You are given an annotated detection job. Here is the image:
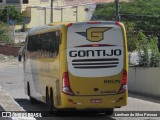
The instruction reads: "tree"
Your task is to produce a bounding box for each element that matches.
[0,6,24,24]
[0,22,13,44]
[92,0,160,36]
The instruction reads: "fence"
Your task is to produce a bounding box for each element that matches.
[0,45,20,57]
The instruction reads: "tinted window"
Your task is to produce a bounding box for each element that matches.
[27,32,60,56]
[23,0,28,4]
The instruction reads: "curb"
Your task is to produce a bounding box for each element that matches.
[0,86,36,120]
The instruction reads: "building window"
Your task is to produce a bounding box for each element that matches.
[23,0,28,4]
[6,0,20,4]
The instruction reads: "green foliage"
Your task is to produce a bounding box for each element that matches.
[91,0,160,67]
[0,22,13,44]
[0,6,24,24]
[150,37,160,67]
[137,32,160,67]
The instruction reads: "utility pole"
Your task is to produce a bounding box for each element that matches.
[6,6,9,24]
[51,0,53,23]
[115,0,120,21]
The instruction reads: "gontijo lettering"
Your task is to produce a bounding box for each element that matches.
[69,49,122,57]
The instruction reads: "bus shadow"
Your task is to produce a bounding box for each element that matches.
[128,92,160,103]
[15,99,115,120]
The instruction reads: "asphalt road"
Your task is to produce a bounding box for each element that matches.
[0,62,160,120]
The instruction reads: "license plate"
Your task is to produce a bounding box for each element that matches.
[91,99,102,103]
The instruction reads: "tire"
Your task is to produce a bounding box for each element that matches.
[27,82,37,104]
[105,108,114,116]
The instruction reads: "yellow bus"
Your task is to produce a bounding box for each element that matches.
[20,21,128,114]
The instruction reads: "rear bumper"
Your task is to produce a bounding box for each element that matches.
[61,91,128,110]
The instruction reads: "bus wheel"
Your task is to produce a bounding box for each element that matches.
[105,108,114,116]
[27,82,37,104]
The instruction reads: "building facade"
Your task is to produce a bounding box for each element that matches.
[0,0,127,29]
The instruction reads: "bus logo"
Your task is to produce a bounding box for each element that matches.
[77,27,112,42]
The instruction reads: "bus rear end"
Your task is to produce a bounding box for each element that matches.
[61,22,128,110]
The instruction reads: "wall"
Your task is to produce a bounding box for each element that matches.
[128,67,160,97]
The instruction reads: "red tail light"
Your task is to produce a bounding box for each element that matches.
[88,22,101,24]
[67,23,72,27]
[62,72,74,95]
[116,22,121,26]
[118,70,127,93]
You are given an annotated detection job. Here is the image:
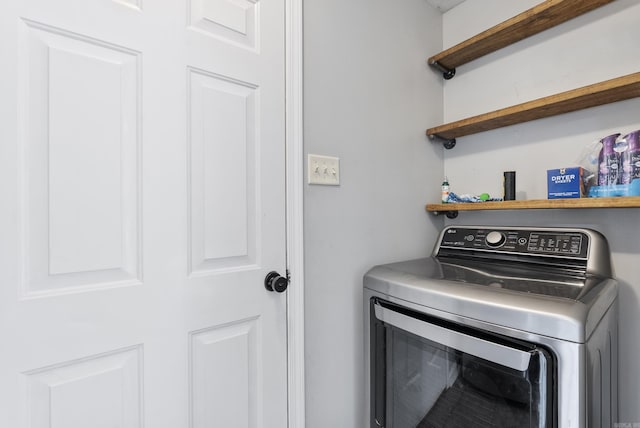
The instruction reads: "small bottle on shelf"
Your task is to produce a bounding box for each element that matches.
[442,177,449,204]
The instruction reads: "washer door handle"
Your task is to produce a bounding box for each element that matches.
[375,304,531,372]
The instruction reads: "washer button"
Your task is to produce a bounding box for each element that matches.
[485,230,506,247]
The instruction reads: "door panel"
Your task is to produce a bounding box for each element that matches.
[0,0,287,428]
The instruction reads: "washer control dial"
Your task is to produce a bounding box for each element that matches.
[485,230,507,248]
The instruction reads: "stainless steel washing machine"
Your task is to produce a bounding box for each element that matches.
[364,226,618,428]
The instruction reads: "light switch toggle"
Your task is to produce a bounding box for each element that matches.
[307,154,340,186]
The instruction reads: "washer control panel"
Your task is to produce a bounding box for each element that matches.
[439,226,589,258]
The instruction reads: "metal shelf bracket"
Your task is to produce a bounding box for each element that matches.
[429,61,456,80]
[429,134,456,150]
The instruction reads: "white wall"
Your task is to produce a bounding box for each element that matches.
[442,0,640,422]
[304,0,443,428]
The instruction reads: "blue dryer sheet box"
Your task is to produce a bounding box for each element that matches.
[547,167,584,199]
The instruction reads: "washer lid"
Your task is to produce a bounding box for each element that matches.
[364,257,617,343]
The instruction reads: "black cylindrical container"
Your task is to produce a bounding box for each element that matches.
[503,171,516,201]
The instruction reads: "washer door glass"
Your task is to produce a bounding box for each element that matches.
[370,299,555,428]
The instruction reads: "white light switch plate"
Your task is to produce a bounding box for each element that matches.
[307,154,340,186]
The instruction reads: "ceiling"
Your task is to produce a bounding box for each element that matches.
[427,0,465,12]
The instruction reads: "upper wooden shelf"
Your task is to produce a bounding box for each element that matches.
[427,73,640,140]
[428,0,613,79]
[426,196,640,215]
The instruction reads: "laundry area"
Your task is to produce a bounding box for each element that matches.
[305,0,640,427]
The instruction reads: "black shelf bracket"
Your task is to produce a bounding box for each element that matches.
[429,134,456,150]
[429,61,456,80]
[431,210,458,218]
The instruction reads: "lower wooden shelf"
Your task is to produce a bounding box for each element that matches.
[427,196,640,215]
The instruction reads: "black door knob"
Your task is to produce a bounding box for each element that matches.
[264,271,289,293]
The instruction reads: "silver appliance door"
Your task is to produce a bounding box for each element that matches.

----

● What to work on:
Pull out each line of the records above that contains the word "door", and copy every one of those lines in full.

● Reply:
The instruction reads: "washer door handle"
The instruction reads: "door panel"
The instruction reads: "washer door glass"
The instruction reads: "black door knob"
The instruction reads: "silver appliance door"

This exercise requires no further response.